[A data block]
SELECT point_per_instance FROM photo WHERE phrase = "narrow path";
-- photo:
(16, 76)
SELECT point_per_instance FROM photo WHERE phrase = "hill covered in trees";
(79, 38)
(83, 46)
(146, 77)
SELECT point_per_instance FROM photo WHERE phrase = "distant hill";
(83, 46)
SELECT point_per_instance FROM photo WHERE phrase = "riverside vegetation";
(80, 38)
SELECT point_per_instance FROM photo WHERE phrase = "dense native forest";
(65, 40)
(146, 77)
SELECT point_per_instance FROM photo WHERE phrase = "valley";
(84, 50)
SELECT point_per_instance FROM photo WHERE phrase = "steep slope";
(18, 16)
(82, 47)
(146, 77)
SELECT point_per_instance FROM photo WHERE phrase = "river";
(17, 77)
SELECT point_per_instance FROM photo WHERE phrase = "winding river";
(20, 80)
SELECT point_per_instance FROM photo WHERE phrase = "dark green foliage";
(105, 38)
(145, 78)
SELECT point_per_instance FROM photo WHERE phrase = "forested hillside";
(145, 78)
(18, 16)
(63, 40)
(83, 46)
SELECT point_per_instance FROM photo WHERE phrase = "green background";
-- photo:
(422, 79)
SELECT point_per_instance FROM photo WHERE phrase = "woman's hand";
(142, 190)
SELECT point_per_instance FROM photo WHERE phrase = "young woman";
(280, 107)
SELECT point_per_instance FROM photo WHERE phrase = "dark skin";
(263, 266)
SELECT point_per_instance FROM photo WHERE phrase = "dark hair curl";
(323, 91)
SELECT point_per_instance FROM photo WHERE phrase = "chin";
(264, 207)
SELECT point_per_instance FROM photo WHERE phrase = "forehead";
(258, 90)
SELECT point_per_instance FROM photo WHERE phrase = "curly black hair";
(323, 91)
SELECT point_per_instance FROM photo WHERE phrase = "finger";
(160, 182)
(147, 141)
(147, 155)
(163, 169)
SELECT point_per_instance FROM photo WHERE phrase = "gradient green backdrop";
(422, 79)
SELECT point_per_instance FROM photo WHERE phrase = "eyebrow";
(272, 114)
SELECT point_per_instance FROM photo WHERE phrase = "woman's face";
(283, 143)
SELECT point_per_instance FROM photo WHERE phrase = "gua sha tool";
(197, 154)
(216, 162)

* * *

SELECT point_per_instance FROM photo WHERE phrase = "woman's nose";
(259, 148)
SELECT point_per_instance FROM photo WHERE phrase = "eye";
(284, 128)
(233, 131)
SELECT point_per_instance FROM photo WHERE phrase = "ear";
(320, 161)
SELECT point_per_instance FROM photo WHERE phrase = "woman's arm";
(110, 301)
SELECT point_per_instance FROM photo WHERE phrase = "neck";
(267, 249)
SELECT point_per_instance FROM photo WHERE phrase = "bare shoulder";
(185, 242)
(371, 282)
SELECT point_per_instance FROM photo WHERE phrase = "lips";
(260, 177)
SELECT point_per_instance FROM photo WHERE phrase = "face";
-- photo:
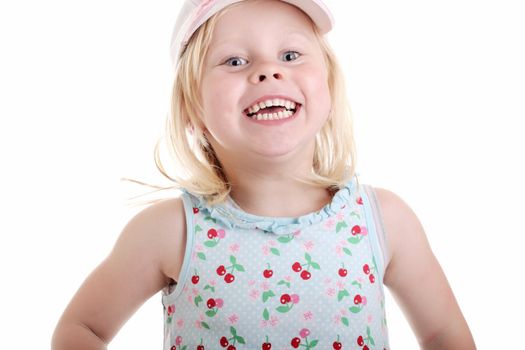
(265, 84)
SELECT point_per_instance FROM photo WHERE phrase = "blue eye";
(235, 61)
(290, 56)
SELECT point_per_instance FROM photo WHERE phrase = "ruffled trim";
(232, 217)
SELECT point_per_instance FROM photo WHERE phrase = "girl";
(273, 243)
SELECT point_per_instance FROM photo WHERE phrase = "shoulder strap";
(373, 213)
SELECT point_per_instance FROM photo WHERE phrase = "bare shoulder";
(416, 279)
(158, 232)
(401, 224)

--

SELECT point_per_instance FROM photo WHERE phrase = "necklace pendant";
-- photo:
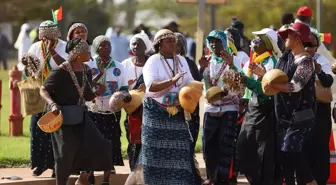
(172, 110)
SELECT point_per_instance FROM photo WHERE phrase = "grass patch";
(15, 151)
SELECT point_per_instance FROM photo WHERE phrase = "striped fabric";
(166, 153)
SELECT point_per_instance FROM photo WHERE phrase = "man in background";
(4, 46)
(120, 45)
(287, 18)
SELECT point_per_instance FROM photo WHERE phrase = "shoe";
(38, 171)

■ EXERCISE DESCRIPTION
Pick out each line in the entries above that contains the string "dark", and copy those lines. The match is case-sensitive.

■ SOLUTION TO THE PROBLEM
SELECT point_per_instance FROM photo WHERE phrase = "dark green foliage";
SELECT point_per_instance FROM photo WHERE phrase = "dark skin";
SELECT point_per_instance FROM photo WHERE phrase = "dark hair curl";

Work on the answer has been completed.